> [TEXTO FORNECIDO]:
◇ ◇ ◇ ◇ ◇ ◇ ◇
Haja esperança: Orlando Nascimento demitiu-se

Orlando Nascimento demitiu-se, para nosso alívio e para bem da Justiça. Num país habituado a enterrar a cabeça na areia para contornar os problemas, o gesto deve ser assinalado.

Aconteceu o que tinha de acontecer: o presidente do Tribunal da Relação de Lisboa demitiu-se das suas funções e ao fazê-lo deixou o país cada vez mais descrente da sua Justiça aliviado.

Como já aqui tínhamos escrito (em consonância com idênticas opiniões vindas de diferentes sectores da vida pública), o conjunto de suspeitas de ilegalidades que impendiam sobre o juiz Orlando Nascimento eram um vírus que inquinava todo o edifício da Justiça.

Não o atacar na sua raiz seria devastador não apenas para o tribunal onde se decidem uma boa parte dos grandes casos da Justiça portuguesa, como para todos os juízes e para todos os tribunais. Felizmente, os receios da repetição da terapia dos paninhos quentes com que a política ou a Justiça costumam adiar os seus problemas não se repetiram. Orlando Nascimento sai pelo seu próprio pé e isso é uma boa notícia.

A resignação do magistrado sobre o qual impendem suspeitas de alegadas ilegalidades no sorteio da distribuição de processos é a melhor forma de proteger a imagem dos juízes e dos tribunais. A pressão pública que tornou esta decisão inadiável é por isso um bom sintoma de vitalidade democrática.
◇ ◇ ◇ ◇ ◇ ◇ ◇
Registos extraídos de uma coleção:
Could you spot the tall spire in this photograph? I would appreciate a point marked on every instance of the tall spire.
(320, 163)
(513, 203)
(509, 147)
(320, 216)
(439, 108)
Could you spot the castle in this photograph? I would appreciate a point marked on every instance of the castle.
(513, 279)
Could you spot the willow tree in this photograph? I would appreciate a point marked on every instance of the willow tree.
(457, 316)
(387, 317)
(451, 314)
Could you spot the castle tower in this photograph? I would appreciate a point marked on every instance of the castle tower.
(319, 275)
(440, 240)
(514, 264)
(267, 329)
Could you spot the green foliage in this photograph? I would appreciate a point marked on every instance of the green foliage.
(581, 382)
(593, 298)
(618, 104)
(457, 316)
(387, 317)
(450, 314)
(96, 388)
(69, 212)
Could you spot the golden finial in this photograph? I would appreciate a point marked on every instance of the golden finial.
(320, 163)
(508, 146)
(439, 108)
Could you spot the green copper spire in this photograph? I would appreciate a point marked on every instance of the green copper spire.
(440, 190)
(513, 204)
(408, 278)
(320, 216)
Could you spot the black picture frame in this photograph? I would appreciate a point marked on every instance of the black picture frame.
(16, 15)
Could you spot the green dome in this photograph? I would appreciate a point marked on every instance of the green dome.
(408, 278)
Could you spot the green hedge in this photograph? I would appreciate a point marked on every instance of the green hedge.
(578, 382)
◇ ◇ ◇ ◇ ◇ ◇ ◇
> [INSTRUÇÕES DO EXERCÍCIO]: Segundo o texto sobre a demissão de Orlando Nascimento, de que funções se demitiu ele? Responda, por favor, numa frase.

> [RESULTADO DA TAREFA]: Demitiu-se das funções de presidente do Tribunal da Relação de Lisboa.